** Start Data for this exercise **
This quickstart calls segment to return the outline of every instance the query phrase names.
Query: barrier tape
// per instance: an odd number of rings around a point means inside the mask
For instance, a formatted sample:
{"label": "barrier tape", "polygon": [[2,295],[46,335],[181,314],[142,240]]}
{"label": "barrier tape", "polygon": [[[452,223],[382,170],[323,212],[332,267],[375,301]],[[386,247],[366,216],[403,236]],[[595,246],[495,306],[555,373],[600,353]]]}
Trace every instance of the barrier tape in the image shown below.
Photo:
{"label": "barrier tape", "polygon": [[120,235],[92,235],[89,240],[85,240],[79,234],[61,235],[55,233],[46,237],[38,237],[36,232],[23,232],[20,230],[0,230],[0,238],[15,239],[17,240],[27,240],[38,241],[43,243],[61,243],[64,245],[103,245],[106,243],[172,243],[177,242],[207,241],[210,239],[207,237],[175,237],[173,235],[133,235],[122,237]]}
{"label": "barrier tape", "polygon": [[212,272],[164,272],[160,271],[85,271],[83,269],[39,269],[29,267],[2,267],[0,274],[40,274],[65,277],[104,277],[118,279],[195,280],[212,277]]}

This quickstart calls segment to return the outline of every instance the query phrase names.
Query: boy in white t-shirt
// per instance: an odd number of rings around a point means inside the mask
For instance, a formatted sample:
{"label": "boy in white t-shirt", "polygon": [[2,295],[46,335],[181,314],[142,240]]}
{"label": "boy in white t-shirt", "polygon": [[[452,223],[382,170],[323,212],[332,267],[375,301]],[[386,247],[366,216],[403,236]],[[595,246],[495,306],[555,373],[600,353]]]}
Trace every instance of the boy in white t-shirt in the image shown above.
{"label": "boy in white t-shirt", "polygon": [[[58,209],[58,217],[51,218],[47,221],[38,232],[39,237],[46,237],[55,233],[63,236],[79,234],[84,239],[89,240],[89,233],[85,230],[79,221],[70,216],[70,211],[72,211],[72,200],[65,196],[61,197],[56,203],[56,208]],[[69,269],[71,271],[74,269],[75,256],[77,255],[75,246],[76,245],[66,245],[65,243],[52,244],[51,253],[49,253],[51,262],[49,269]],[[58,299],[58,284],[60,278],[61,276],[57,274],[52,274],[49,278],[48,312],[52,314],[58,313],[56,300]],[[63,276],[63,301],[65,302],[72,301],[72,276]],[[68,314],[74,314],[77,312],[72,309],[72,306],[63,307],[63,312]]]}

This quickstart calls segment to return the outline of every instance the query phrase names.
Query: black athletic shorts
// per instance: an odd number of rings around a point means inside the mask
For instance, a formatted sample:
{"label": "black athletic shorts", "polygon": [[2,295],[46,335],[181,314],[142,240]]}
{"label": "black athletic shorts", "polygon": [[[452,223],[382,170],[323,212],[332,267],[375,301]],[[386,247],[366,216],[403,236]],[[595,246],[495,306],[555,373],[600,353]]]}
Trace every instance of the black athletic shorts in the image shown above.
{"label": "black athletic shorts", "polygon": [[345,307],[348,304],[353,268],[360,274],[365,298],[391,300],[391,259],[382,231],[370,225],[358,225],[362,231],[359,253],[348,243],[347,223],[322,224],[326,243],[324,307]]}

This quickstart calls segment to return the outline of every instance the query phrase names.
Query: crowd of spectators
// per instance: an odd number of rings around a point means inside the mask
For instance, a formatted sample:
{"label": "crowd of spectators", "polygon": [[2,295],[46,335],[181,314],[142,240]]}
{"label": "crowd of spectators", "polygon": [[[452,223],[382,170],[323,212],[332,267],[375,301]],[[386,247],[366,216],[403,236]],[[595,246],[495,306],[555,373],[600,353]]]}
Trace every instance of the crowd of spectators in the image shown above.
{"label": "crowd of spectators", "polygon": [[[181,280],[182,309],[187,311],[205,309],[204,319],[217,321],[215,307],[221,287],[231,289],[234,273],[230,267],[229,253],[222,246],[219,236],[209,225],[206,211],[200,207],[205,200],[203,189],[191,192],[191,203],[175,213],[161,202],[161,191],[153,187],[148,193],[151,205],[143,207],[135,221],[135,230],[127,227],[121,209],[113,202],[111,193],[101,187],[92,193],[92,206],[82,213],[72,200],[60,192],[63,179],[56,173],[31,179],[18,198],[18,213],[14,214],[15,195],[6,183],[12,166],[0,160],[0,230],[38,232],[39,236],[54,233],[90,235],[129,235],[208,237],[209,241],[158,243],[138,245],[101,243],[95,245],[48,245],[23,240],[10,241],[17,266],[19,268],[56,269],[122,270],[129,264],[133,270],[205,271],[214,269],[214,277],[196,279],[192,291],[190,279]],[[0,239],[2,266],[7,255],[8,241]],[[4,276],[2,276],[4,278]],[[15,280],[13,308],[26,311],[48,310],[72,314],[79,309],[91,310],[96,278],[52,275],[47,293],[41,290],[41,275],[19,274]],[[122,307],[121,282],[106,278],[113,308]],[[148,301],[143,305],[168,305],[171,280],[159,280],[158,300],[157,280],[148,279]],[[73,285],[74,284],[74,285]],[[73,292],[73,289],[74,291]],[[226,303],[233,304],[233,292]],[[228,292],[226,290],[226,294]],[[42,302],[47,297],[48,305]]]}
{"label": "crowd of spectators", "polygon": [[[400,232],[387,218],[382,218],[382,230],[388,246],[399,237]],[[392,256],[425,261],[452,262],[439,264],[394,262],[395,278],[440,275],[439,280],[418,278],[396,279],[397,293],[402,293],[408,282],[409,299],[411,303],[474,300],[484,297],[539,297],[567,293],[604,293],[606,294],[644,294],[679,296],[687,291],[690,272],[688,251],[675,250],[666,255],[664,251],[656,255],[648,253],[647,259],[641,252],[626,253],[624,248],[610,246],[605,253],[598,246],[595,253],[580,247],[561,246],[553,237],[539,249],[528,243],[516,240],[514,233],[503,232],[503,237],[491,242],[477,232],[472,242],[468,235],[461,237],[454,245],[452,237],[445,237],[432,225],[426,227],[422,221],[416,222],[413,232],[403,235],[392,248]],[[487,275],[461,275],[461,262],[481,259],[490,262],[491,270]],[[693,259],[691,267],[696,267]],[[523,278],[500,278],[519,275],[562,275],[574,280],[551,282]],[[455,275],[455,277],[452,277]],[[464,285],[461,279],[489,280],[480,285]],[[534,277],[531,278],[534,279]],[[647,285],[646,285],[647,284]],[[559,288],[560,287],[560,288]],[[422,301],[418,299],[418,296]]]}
** End Data for this exercise **
-- Given problem --
Output an exact copy of each record.

-- Answer to this problem --
This quickstart calls segment to return the outline of every instance the query phrase names.
Query: barrier tape
// per instance: an odd number of rings around a point means inside the mask
For instance, a formatted sample:
{"label": "barrier tape", "polygon": [[2,295],[46,335],[181,314],[142,240]]}
{"label": "barrier tape", "polygon": [[[452,223],[382,170],[323,212],[332,267],[375,301]],[[386,247],[366,216],[403,236]],[[595,246],[495,306],[555,373],[600,353]]]}
Trace every instance of the barrier tape in the image shown below.
Photo:
{"label": "barrier tape", "polygon": [[120,235],[92,235],[89,240],[85,240],[79,234],[61,235],[55,233],[46,237],[38,237],[36,232],[23,232],[20,230],[0,230],[0,238],[15,239],[17,240],[27,240],[38,241],[43,243],[61,243],[64,245],[103,245],[106,243],[172,243],[177,242],[207,241],[210,239],[207,237],[175,237],[173,235],[133,235],[122,237]]}
{"label": "barrier tape", "polygon": [[212,272],[164,272],[160,271],[85,271],[83,269],[39,269],[29,267],[2,267],[0,274],[40,274],[65,277],[104,277],[118,279],[195,280],[212,277]]}

This quickstart calls segment to return the outline of every instance the query phrase names.
Query: boy in white t-shirt
// per instance: an odd number of rings around a point means inside the mask
For instance, a formatted sample:
{"label": "boy in white t-shirt", "polygon": [[2,295],[46,335],[181,314],[142,240]]}
{"label": "boy in white t-shirt", "polygon": [[[452,223],[382,170],[323,212],[332,267],[375,301]],[[386,247],[366,216],[403,236]],[[595,246],[495,306],[555,373],[600,353]]]}
Trace every instance of the boy in white t-shirt in the image shown above.
{"label": "boy in white t-shirt", "polygon": [[[58,209],[58,217],[51,218],[47,221],[38,232],[39,237],[46,237],[55,233],[63,236],[79,234],[84,239],[89,240],[89,233],[85,230],[79,221],[70,216],[70,211],[72,211],[72,200],[65,196],[61,197],[56,203],[56,208]],[[69,269],[71,271],[74,269],[75,256],[77,255],[75,246],[76,245],[66,245],[65,243],[52,244],[51,253],[49,253],[51,262],[49,269]],[[58,299],[58,284],[60,278],[61,276],[57,274],[52,274],[49,278],[48,312],[52,314],[58,313],[56,300]],[[63,276],[63,301],[65,302],[72,301],[72,276]],[[68,314],[74,314],[77,312],[72,309],[72,306],[63,307],[63,312]]]}

This quickstart calls segment to return the outline of every instance the query phrase names.
Query: black athletic shorts
// per instance: an odd number of rings around a point means inside the mask
For instance, a formatted sample:
{"label": "black athletic shorts", "polygon": [[2,295],[46,335],[181,314],[142,240]]}
{"label": "black athletic shorts", "polygon": [[[452,223],[382,170],[323,212],[332,267],[375,301]],[[386,247],[366,216],[403,236]],[[595,246],[495,306],[555,373],[600,353]]]}
Trace every instance of the black athletic shorts in the image shown above.
{"label": "black athletic shorts", "polygon": [[345,307],[348,304],[353,268],[360,274],[365,298],[391,300],[391,259],[382,231],[370,225],[358,225],[362,231],[359,253],[348,243],[347,223],[322,224],[326,243],[324,307]]}

This quickstart calls segment to return the outline of every instance the query phrase names.
Query: crowd of spectators
// per instance: an odd number of rings around a point means inside the mask
For instance, a formatted sample:
{"label": "crowd of spectators", "polygon": [[2,295],[46,335],[181,314],[142,240]]}
{"label": "crowd of spectators", "polygon": [[[452,223],[382,170],[323,212],[332,267],[375,301]],[[386,247],[366,216],[403,236]],[[595,246],[495,306],[555,373],[600,353]]]}
Trace every instance of the crowd of spectators in the image shown above.
{"label": "crowd of spectators", "polygon": [[[181,280],[182,309],[187,311],[205,309],[204,319],[217,321],[215,307],[221,287],[231,289],[234,273],[230,267],[229,253],[222,246],[219,236],[209,225],[206,211],[200,207],[205,200],[203,189],[191,192],[191,203],[175,213],[161,202],[161,191],[153,187],[148,193],[151,205],[143,207],[135,221],[135,230],[127,227],[121,209],[113,202],[111,193],[101,187],[92,193],[92,206],[82,213],[72,200],[60,192],[63,179],[56,173],[31,179],[18,198],[18,213],[14,214],[15,195],[6,183],[12,166],[0,160],[0,230],[38,232],[39,236],[54,233],[90,235],[129,235],[208,237],[209,241],[158,243],[138,245],[101,243],[95,245],[48,245],[23,240],[10,241],[17,266],[19,268],[56,269],[122,270],[129,264],[133,270],[205,271],[214,269],[214,277],[196,279],[192,291],[190,279]],[[0,239],[2,266],[7,255],[8,241]],[[4,276],[2,276],[4,278]],[[15,280],[13,308],[26,311],[48,310],[72,314],[79,309],[91,310],[96,278],[52,275],[47,293],[41,290],[41,275],[19,274]],[[122,307],[121,282],[106,278],[113,308]],[[148,301],[143,305],[168,305],[171,280],[159,280],[158,300],[157,280],[148,279]],[[73,285],[74,284],[74,285]],[[73,292],[73,289],[74,291]],[[226,303],[233,304],[233,292]],[[228,292],[226,290],[226,294]],[[42,302],[47,297],[48,305]]]}
{"label": "crowd of spectators", "polygon": [[[400,232],[387,218],[382,218],[382,230],[388,246],[399,237]],[[392,256],[425,261],[452,262],[439,264],[394,262],[395,278],[440,275],[439,280],[418,278],[396,279],[397,293],[402,293],[408,282],[409,299],[411,303],[474,300],[484,297],[539,297],[567,293],[604,293],[606,294],[644,294],[679,296],[687,291],[690,272],[688,251],[675,250],[666,255],[664,251],[656,255],[648,253],[647,259],[641,252],[626,253],[624,248],[610,246],[605,253],[598,246],[595,253],[580,247],[561,246],[553,237],[539,249],[528,243],[516,240],[514,233],[503,232],[503,237],[491,242],[477,232],[472,242],[468,235],[461,237],[454,245],[452,237],[445,237],[432,225],[426,227],[422,221],[416,222],[413,232],[403,235],[392,248]],[[487,275],[461,275],[461,262],[481,259],[490,262],[491,270]],[[693,259],[691,267],[696,267]],[[523,278],[500,278],[519,275],[562,275],[574,280],[551,282]],[[455,275],[455,277],[452,277]],[[464,285],[461,279],[489,280],[480,285]],[[534,277],[531,278],[534,279]],[[647,285],[646,285],[647,284]],[[559,288],[560,287],[560,288]],[[422,301],[418,299],[418,296]]]}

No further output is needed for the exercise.